Aim: Please turn the records from the line with "of the windmill." up to and including the line with "[(127, 115), (122, 114), (130, 115)]" into a two-column CSV with the columns "text" and "answer", one row per record. Put each value in its own quoted field and replace line breaks with spaces.

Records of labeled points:
====
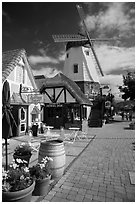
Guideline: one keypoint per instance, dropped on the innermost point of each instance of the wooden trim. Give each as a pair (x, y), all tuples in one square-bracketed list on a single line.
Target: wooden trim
[(59, 95)]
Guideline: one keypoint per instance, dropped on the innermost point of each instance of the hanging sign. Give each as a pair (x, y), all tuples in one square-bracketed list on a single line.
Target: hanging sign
[(107, 104), (35, 98)]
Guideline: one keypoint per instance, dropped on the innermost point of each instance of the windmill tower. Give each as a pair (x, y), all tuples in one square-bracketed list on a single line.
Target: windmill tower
[(81, 63)]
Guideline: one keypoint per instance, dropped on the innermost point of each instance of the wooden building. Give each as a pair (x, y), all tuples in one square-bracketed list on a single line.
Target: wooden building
[(64, 103)]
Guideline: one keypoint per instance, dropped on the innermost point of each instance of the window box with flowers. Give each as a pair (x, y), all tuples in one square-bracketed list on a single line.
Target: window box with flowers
[(17, 183), (23, 151), (41, 172)]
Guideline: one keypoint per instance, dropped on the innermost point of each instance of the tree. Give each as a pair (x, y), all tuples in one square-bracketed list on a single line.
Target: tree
[(128, 87)]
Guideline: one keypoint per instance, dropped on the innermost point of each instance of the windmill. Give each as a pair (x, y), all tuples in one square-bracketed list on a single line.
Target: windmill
[(89, 68)]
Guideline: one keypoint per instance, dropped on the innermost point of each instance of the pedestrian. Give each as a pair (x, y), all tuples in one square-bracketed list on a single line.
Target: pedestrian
[(127, 115), (122, 114), (130, 115)]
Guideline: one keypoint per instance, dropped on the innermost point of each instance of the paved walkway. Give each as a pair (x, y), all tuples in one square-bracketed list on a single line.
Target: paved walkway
[(101, 172)]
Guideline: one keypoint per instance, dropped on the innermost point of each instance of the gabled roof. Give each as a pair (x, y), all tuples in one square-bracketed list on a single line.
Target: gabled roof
[(60, 80), (10, 60)]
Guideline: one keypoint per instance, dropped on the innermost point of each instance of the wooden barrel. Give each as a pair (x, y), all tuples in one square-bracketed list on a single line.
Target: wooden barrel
[(55, 150)]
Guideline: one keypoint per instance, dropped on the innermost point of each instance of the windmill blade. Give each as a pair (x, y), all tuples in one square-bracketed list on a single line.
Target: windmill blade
[(81, 14), (74, 37), (67, 38)]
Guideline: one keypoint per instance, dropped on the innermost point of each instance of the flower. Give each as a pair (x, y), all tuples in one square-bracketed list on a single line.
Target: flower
[(41, 170), (16, 178), (23, 149)]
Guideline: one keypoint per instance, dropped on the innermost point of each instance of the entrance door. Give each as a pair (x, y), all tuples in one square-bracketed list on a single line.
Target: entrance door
[(54, 116), (23, 120)]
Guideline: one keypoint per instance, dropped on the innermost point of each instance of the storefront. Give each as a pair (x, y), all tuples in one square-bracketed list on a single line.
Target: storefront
[(17, 71), (64, 103)]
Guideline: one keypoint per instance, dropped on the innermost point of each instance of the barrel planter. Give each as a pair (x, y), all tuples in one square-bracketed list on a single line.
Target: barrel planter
[(22, 157), (55, 150), (42, 186), (19, 196)]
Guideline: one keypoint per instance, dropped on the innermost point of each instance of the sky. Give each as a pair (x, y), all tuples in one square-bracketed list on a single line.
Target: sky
[(30, 25)]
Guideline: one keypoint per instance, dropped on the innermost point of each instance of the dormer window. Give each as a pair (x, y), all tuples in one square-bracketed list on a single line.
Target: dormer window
[(75, 66)]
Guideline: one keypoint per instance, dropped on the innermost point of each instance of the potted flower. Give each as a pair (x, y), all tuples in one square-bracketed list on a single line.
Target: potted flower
[(41, 172), (23, 152), (132, 125), (17, 183)]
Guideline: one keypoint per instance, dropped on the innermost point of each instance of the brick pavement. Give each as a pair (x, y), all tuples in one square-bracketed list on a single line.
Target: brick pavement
[(101, 172)]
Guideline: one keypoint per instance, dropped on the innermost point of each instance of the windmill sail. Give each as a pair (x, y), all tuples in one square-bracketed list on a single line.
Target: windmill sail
[(81, 14)]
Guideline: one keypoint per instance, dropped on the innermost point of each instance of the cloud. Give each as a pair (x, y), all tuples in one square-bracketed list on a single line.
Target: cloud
[(46, 71), (116, 59), (115, 19), (37, 59)]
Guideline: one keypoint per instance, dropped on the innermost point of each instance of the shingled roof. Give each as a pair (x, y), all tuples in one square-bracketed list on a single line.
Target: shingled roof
[(10, 60), (61, 80)]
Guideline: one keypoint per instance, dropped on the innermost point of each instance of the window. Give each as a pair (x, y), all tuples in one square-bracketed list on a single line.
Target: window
[(23, 114), (87, 52), (75, 68)]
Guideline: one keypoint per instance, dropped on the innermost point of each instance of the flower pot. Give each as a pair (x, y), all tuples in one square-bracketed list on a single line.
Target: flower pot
[(19, 196), (24, 157), (42, 186)]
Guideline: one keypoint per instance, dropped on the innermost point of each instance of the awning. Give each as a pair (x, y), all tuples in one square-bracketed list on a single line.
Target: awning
[(61, 80), (16, 99)]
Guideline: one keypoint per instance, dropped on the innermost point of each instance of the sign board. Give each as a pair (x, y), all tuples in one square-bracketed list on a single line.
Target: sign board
[(107, 104), (54, 105), (27, 89), (35, 98)]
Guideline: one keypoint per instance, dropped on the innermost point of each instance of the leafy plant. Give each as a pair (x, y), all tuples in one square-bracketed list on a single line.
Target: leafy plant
[(16, 178), (23, 149), (41, 170)]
====
Solution:
text,answer
"Guideline: one keypoint per instance, dropped on the innermost point of each instance of the windmill. Give each as a pair (x, y), all tuples in one square-bracketed list on a single line. Target: windmill","[(89, 68)]"
"Guideline: one keypoint per instance, dropped on the innermost point of each instance of the pedestrian. Give each as a pair (x, y), all tuples in one square-bracketed list on a single line. Target: pedestrian","[(127, 115), (122, 114), (130, 115)]"